Directions =
Return every line of the data below that contains the string "mark". Matching is case-sensitive.

Stored records =
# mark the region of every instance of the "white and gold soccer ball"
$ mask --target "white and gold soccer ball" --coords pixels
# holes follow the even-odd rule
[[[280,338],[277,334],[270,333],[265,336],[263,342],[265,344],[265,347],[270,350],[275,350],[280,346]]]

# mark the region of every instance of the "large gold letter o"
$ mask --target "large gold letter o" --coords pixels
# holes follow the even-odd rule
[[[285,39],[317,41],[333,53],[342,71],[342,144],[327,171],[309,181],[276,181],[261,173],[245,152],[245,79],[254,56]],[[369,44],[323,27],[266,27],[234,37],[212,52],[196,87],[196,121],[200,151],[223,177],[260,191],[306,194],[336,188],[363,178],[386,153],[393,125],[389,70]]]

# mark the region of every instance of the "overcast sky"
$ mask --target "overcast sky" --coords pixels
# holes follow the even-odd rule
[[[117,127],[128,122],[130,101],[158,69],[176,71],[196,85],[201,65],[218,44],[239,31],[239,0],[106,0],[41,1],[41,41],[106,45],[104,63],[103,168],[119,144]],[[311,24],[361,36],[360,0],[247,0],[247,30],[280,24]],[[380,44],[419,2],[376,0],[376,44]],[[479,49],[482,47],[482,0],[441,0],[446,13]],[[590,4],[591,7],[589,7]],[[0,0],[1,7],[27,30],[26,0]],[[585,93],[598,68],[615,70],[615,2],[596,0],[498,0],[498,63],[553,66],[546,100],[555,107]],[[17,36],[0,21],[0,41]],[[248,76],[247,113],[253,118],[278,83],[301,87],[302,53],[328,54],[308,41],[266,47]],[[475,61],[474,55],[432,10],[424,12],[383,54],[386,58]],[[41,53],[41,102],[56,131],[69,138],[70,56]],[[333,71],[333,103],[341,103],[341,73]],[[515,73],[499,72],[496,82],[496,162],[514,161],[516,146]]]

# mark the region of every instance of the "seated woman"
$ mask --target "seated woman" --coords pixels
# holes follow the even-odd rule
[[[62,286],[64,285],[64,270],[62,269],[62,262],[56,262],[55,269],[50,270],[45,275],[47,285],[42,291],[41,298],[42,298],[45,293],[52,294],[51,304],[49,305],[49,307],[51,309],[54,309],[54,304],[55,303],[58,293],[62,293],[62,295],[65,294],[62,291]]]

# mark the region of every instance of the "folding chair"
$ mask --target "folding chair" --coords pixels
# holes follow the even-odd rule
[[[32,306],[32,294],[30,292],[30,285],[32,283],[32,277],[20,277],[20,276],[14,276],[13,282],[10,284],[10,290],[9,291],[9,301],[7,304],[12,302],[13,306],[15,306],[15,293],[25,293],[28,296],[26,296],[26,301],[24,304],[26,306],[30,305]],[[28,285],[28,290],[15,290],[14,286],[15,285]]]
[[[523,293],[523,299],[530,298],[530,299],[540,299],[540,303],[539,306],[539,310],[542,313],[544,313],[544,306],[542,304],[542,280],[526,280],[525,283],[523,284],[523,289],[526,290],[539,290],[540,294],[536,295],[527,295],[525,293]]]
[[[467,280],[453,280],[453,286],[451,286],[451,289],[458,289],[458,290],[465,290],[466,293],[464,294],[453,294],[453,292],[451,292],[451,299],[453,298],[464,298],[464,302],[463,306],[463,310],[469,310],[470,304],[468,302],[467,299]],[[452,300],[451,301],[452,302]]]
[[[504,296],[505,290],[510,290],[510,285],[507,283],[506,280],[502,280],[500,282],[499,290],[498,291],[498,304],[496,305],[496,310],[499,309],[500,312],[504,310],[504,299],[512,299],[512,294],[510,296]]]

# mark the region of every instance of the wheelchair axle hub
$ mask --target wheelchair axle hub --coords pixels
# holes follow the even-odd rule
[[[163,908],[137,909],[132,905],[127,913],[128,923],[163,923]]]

Response below =
# mark the region of every instance of the "white and gold soccer ball"
# mark the region of every instance of the "large gold letter o"
# mark the region of every instance of the "overcast sky"
# mark the region of every instance of the "seated woman"
# mark the region of every instance of the "folding chair"
# mark the region of every instance of the wheelchair axle hub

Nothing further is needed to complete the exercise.